Problem to work on — Please reproduce the entries that follow, keeping each word intact.

Extracted information —
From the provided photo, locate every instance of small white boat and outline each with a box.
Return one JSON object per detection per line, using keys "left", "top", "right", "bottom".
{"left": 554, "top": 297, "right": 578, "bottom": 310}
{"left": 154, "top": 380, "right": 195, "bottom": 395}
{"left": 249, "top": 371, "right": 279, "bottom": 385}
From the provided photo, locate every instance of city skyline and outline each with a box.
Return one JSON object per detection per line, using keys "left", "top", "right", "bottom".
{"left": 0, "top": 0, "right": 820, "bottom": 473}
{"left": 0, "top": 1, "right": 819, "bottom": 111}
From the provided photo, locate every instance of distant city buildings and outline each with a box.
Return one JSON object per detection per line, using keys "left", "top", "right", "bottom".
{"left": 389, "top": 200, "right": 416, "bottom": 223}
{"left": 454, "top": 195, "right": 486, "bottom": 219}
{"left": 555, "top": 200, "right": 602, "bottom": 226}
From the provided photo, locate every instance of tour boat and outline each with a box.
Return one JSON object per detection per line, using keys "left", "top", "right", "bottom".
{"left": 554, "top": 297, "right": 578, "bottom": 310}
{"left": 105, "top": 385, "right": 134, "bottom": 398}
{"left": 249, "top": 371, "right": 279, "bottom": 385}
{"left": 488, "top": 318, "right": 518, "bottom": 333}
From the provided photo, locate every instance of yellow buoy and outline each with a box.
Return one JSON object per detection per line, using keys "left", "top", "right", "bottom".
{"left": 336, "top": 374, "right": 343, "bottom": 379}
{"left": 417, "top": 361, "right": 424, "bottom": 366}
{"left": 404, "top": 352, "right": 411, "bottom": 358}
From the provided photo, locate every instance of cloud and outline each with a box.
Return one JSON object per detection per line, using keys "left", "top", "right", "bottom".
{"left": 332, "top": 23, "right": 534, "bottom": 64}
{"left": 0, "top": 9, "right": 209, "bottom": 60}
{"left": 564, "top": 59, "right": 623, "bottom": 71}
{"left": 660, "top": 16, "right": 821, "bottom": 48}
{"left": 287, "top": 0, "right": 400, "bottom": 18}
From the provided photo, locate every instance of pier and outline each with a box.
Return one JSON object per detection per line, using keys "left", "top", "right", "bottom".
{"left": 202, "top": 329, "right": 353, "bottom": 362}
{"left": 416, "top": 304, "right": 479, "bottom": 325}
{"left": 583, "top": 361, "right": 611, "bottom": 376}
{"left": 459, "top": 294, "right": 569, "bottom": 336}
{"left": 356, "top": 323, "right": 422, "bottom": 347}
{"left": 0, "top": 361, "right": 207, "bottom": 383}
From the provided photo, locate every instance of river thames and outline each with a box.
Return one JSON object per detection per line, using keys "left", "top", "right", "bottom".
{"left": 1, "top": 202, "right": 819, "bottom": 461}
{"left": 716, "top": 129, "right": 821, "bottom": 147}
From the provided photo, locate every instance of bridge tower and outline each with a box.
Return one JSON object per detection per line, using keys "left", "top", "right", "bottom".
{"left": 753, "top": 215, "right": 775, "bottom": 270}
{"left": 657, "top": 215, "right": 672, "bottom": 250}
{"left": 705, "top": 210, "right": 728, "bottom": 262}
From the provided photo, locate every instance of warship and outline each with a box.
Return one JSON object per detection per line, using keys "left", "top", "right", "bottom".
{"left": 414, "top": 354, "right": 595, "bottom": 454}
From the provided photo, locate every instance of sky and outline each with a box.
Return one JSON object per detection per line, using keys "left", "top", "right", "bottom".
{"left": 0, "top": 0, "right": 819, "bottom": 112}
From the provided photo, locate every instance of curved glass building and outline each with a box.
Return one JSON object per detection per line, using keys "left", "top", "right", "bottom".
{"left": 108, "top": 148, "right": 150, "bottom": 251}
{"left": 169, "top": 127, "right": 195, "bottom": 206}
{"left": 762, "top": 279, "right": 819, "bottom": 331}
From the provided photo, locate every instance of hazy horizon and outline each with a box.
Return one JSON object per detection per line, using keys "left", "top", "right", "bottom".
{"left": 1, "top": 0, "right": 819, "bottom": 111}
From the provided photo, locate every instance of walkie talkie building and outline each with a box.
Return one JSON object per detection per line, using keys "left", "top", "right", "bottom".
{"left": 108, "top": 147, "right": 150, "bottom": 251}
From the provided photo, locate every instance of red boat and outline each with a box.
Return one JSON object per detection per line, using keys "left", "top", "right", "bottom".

Result for this exercise —
From the provided photo, locate every instance of small white boat and outline each with a box.
Return one JSON object per detection per line, using keys "left", "top", "right", "bottom".
{"left": 554, "top": 297, "right": 578, "bottom": 310}
{"left": 154, "top": 380, "right": 195, "bottom": 395}
{"left": 249, "top": 371, "right": 279, "bottom": 385}
From the provided photo, locate every instance of city skyline and outline each with a box.
Return one JSON object per detection per line, using keys "left", "top", "right", "bottom".
{"left": 0, "top": 0, "right": 820, "bottom": 473}
{"left": 0, "top": 1, "right": 819, "bottom": 111}
From the provided photo, locate every instance of distant city buildings and outline each with a box.
Return one JSON object per detection per line, using keys "left", "top", "right", "bottom".
{"left": 389, "top": 200, "right": 416, "bottom": 223}
{"left": 454, "top": 195, "right": 486, "bottom": 219}
{"left": 555, "top": 200, "right": 602, "bottom": 226}
From the provided photo, locate every instance of tour boat and outline each with a box.
Return one JSON object per detection per line, using keys "left", "top", "right", "bottom".
{"left": 554, "top": 297, "right": 578, "bottom": 310}
{"left": 105, "top": 385, "right": 134, "bottom": 398}
{"left": 249, "top": 371, "right": 279, "bottom": 385}
{"left": 488, "top": 318, "right": 518, "bottom": 333}
From the provided photo, locate every instance of yellow buoy and outline each with a box.
Return one JSON object per detection per line, using keys "left", "top", "right", "bottom".
{"left": 336, "top": 374, "right": 343, "bottom": 379}
{"left": 417, "top": 361, "right": 424, "bottom": 366}
{"left": 404, "top": 352, "right": 411, "bottom": 358}
From the provided photo, locate every instance of cloud and outline each with a box.
Return one JSON object per detection per line, using keys "left", "top", "right", "bottom".
{"left": 332, "top": 23, "right": 534, "bottom": 64}
{"left": 0, "top": 9, "right": 209, "bottom": 60}
{"left": 564, "top": 59, "right": 623, "bottom": 71}
{"left": 660, "top": 16, "right": 821, "bottom": 48}
{"left": 287, "top": 0, "right": 400, "bottom": 18}
From the provided photo, locate every instance of pier and outline each with a box.
Return one JSON object per detection per line, using keys "left", "top", "right", "bottom".
{"left": 202, "top": 329, "right": 353, "bottom": 362}
{"left": 416, "top": 304, "right": 479, "bottom": 325}
{"left": 583, "top": 361, "right": 611, "bottom": 376}
{"left": 459, "top": 294, "right": 569, "bottom": 336}
{"left": 356, "top": 323, "right": 422, "bottom": 347}
{"left": 0, "top": 361, "right": 207, "bottom": 383}
From the provided photo, locate every instance of river thames and outline each with a box.
Return one JSON object per detection per line, using keys "left", "top", "right", "bottom".
{"left": 1, "top": 202, "right": 819, "bottom": 461}
{"left": 716, "top": 129, "right": 821, "bottom": 147}
From the provided photo, locate every instance of bridge tower and outline each with a box.
Return one JSON object per detection per line, using keys "left", "top", "right", "bottom".
{"left": 753, "top": 215, "right": 775, "bottom": 270}
{"left": 657, "top": 215, "right": 672, "bottom": 250}
{"left": 705, "top": 210, "right": 728, "bottom": 262}
From the provided photo, locate every instance of warship and outline each with a box.
Return one JSON object per detection per line, using keys "left", "top", "right", "bottom".
{"left": 414, "top": 354, "right": 595, "bottom": 454}
From the provided photo, locate every instance of sky and outline each with a box.
Return one JSON object per detection per line, using keys "left", "top", "right", "bottom".
{"left": 0, "top": 0, "right": 819, "bottom": 112}
From the provided photo, locate every instance of curved glass building and outline each with a box.
Return one JSON object per detection per line, using keys "left", "top", "right", "bottom".
{"left": 108, "top": 148, "right": 150, "bottom": 251}
{"left": 169, "top": 127, "right": 195, "bottom": 206}
{"left": 762, "top": 279, "right": 819, "bottom": 331}
From the provided photo, locate every instance of hazy horizon and outline each with a box.
Return one JSON object per detection per line, using keys "left", "top", "right", "bottom".
{"left": 1, "top": 0, "right": 819, "bottom": 111}
From the provided photo, locate every instance of walkie talkie building and outline each with a box.
Return one JSON object per detection per line, using keys "left", "top", "right", "bottom".
{"left": 108, "top": 147, "right": 150, "bottom": 251}
From the provided photo, locate every instance of red boat and outline each with a box.
Return one JSON object per detection per line, using keys "left", "top", "right", "bottom".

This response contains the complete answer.